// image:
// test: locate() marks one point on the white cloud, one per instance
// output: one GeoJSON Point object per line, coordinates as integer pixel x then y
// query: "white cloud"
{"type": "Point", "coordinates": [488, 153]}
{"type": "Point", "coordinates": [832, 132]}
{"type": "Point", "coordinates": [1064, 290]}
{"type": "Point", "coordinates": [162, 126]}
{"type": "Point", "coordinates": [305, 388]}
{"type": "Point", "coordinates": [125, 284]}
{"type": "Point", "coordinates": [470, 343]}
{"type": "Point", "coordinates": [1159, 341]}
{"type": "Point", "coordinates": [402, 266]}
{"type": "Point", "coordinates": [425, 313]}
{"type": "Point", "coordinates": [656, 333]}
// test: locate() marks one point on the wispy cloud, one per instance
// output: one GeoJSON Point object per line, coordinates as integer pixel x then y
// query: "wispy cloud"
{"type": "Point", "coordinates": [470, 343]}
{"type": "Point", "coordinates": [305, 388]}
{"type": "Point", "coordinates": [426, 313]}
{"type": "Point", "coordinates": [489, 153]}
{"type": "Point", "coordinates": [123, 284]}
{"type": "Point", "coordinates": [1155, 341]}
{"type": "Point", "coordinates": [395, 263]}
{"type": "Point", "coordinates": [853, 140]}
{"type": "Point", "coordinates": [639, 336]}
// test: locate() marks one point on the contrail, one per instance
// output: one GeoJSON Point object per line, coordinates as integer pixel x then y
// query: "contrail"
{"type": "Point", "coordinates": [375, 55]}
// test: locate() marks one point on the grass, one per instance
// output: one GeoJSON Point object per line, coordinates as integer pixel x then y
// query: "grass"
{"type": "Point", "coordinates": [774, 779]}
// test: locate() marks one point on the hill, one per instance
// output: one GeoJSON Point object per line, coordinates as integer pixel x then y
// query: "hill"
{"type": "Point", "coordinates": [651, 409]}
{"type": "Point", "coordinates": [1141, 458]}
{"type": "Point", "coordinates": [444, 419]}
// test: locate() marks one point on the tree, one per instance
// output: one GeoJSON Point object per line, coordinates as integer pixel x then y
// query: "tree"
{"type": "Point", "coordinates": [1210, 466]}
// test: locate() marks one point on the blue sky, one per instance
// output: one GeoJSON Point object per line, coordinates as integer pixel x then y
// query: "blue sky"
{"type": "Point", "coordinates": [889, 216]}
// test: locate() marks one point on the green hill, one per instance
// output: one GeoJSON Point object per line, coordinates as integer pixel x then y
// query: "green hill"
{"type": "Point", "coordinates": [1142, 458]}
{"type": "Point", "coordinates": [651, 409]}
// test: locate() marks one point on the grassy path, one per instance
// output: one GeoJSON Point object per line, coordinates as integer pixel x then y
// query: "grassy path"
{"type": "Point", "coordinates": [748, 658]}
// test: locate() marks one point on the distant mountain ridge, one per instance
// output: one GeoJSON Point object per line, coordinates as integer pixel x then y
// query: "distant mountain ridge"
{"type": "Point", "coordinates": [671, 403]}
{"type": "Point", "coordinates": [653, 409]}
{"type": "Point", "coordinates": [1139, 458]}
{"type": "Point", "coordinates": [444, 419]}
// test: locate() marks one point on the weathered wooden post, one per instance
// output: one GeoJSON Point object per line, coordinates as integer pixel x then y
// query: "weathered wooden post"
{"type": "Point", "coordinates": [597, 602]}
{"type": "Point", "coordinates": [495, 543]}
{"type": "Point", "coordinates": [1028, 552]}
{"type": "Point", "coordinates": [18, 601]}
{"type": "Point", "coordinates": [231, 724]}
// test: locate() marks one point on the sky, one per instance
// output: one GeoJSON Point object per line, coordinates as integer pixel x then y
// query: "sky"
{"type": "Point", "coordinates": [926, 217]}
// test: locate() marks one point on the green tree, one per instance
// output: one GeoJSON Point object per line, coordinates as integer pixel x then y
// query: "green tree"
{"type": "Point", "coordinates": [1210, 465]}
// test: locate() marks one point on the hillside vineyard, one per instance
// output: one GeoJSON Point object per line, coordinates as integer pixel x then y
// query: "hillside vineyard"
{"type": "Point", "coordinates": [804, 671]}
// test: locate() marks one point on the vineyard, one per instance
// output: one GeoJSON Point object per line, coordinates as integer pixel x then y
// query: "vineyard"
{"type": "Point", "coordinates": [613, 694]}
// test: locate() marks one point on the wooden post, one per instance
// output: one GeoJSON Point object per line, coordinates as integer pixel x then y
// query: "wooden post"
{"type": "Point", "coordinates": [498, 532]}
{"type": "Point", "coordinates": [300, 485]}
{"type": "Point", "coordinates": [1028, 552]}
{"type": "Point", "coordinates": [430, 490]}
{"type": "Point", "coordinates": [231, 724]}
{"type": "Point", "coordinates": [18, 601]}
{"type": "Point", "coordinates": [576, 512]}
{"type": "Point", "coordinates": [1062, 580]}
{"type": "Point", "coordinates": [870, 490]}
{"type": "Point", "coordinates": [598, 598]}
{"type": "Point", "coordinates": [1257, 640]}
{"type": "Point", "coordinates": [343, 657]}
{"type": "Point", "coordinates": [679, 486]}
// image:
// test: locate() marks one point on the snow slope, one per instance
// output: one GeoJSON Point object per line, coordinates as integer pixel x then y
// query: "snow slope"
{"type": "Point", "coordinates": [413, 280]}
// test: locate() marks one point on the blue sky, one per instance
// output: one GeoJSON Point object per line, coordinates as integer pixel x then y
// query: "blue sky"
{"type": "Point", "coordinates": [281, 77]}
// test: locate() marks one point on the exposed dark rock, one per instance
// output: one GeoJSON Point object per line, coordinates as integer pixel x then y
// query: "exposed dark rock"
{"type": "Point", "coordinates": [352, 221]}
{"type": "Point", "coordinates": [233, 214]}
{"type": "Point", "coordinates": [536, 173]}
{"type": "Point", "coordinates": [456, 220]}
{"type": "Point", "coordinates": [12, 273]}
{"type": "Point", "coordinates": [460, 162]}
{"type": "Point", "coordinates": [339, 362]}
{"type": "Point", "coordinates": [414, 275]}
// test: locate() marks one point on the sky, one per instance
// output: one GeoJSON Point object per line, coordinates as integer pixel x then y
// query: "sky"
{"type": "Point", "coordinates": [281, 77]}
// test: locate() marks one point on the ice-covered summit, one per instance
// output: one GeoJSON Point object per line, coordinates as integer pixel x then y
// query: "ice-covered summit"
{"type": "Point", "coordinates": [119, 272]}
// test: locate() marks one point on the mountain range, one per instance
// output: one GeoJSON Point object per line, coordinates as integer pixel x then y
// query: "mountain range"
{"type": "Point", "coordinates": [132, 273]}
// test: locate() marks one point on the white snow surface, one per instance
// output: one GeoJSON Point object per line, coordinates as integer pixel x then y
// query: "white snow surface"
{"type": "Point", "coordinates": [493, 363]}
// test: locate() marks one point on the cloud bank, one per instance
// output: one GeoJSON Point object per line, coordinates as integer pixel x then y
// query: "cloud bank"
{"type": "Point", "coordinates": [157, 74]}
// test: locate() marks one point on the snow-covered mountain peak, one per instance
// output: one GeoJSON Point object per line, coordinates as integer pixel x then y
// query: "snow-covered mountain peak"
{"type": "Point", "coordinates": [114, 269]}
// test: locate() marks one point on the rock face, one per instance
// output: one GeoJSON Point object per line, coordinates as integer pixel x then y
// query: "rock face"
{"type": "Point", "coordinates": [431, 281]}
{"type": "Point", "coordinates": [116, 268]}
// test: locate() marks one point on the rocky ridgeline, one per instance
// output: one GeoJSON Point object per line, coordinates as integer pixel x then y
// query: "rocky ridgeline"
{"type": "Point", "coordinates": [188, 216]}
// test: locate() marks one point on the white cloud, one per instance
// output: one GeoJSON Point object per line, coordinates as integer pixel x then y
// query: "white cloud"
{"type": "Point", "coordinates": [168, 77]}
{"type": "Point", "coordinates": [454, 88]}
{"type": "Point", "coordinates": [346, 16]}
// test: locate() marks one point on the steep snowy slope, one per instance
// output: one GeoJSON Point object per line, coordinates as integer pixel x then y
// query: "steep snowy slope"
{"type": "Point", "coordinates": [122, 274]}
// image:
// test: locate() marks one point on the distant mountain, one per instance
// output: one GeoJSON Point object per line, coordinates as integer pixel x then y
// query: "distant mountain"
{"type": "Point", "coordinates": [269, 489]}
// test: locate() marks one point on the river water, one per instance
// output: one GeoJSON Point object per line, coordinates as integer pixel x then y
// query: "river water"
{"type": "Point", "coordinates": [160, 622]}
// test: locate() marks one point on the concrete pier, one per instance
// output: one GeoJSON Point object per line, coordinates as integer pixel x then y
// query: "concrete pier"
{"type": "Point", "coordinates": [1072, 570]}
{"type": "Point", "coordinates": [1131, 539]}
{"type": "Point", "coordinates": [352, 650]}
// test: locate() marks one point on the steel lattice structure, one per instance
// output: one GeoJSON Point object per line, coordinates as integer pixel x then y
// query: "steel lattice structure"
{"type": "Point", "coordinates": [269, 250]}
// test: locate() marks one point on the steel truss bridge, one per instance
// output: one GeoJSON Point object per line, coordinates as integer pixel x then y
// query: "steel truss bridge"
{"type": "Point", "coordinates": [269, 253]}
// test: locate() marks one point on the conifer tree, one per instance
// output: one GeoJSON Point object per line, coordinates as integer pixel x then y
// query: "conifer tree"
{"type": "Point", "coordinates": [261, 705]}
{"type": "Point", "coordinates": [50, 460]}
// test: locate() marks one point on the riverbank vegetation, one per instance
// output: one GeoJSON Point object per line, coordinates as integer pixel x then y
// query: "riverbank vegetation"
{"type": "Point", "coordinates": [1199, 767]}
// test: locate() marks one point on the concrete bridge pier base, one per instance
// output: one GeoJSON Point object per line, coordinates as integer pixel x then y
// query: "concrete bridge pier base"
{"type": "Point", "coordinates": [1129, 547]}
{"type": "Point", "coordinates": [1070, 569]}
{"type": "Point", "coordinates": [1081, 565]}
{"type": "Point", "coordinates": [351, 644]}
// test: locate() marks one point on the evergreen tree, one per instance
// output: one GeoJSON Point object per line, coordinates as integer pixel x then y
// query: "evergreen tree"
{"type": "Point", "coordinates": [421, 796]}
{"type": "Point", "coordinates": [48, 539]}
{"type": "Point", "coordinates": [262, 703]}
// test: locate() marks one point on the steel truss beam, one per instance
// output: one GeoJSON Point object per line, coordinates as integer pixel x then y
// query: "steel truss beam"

--------------------------------------------------

Instruction —
Return the line that contains "base, one per instance" and all lines after it, verbatim, and nothing else.

Answer below —
// test: locate() marks one point on the concrete bridge pier base, one per instance
// output: one GeoJSON Point object per line, coordinates as integer pixel x then y
// query: "concrete bridge pier base"
{"type": "Point", "coordinates": [1129, 547]}
{"type": "Point", "coordinates": [1070, 569]}
{"type": "Point", "coordinates": [1081, 565]}
{"type": "Point", "coordinates": [351, 644]}
// test: locate() marks one point on the evergreen tree, one per instance
// output: one GeoJSON Point object per line, coordinates as integer pixel x then y
// query: "evergreen tree"
{"type": "Point", "coordinates": [421, 796]}
{"type": "Point", "coordinates": [48, 539]}
{"type": "Point", "coordinates": [262, 703]}
// test: locate() marks one point on the steel truss beam, one per instance
// output: one GeoJSON Point object per line, coordinates as integer pixel x then y
// query: "steel truss beam"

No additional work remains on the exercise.